• Text segment

Jean Henri Latude (23 March 1725 – 1 January 1805), often called Danry or Masers de Latude, was a French writer famous for his lengthy confinement in the Bastille, at Vincennes, and for his repeated escapes from those prisons.

Life
He was born at Montagnac in Gascony. He received a military education and went to Paris in 1748 to study mathematics. He led a dissipated life and endeavoured to curry favor with Madame de Pompadour by secretly sending her a box of poison and then informing her of the supposed plot against her life, hoping that he could earn a reward of cash for warning her. The ruse was discovered, and Mme de Pompadour, not appreciating the humor of the situation, had Latude put in the Bastille on 1 May 1749.

He was later transferred to Vincennes, from which he escaped in 1750. Captured and reimprisoned in the Bastille, he made a second brief escape in 1756. He was again transferred to Vincennes in 1764, and the next year made a third escape and was a third time recaptured. He was put into the Charenton asylum by Malesherbes in 1775, and discharged in 1777 on condition that he should retire to his native town.

• Stored rows
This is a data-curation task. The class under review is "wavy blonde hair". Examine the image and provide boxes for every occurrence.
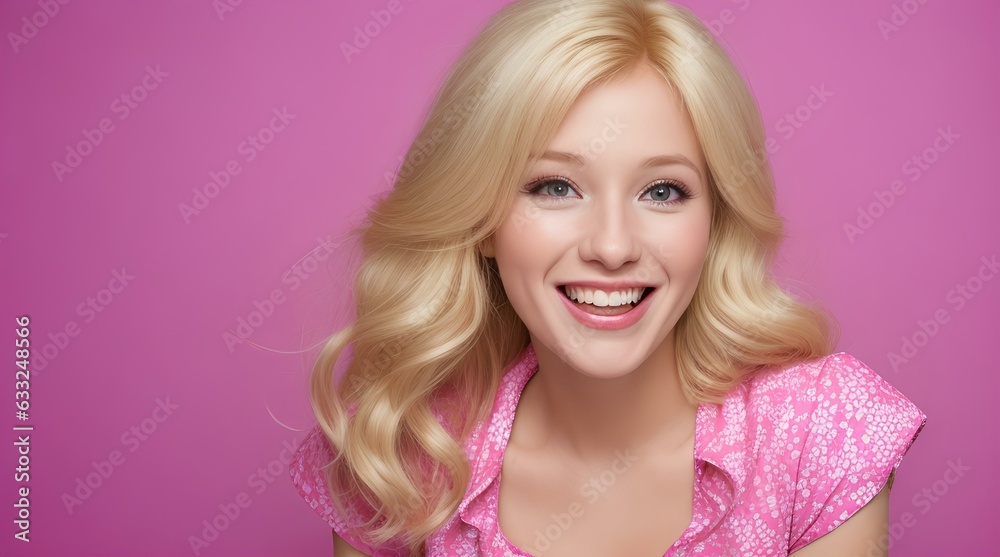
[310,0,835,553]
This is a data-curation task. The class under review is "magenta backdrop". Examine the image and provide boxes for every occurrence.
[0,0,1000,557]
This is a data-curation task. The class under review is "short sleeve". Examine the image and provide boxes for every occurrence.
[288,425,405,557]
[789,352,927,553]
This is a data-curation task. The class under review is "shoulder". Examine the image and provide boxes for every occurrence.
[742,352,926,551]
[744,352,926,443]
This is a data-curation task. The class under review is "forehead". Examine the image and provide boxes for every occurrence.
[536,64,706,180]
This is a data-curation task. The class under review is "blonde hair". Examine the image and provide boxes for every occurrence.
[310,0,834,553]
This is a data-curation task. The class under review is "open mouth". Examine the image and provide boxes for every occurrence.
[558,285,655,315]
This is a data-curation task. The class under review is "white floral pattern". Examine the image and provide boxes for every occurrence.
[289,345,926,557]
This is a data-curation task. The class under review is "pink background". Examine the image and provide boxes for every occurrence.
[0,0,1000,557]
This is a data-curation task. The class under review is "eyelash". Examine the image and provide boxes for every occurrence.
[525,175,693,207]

* * *

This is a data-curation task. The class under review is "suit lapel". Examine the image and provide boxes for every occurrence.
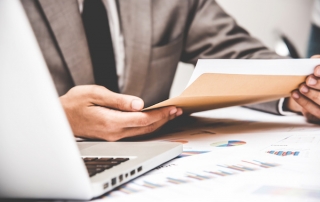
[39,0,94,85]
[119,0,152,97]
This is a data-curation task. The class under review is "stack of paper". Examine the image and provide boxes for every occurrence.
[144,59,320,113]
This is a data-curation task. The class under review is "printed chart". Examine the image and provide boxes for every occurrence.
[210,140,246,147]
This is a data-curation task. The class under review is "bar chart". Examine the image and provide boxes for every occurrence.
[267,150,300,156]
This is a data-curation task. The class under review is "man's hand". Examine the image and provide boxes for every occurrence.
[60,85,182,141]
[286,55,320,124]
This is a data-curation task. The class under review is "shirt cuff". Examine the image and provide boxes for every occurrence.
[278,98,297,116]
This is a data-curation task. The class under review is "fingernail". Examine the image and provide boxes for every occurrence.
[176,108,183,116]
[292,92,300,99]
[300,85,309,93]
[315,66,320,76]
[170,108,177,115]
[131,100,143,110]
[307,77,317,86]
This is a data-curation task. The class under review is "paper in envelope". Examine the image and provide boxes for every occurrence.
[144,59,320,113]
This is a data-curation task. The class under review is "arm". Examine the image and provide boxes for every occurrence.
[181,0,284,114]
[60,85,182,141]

• Request 1
According to the Latude passage, where was Jean Henri Latude born?
• Request 2
Continue the Latude passage from its final sentence.
The records play no part in this work.

• Task answer 1
He was born at Montagnac in Gascony.

• Task answer 2
He remained in Paris, however, and he was again imprisoned. A certain Madame Legros became interested in him through a chance reading of one of his memoirs, and, through vigorous agitation in his behalf, secured his release in 1784. His considerable ability for mimicry and intrigue were evidenced throughout his long captivity; he posed as a brave military officer, a son of the non-existent marquis de La Tude, and as a victim of Pompadour's nefarious intrigues. He was lauded and pensioned during the Revolution, and, in 1793, the Convention compelled the heirs of Madame de Pompadour to pay him 60,000 francs in damages. He died famous and wealthy in Paris in 1805.

Work 
The principal work of Latude is the account of his imprisonment, written in collaboration with Jean-Yrieix de Beaupoil de Saint-Aulaire entitled Le Despotisme dévoilé, ou Mémoires de Henri Masers de la Tude, détenu pendant trente-cinq ans dans les diverses prisons d'état (Ostensibly Amsterdam, but actually published in Paris, 1787).  An English translation of a portion of this work (Despotism Unveiled: or the Memoirs of Latude, Detained for Thirty-five Years in the Various Prisons of the State) was published in 1787. Latude himself denied both the authorship and the accuracy of the pamphlet,  but it enjoyed a considerable popularity at the time of the French Revolution. Latude also wrote essays on a wide variety of subjects.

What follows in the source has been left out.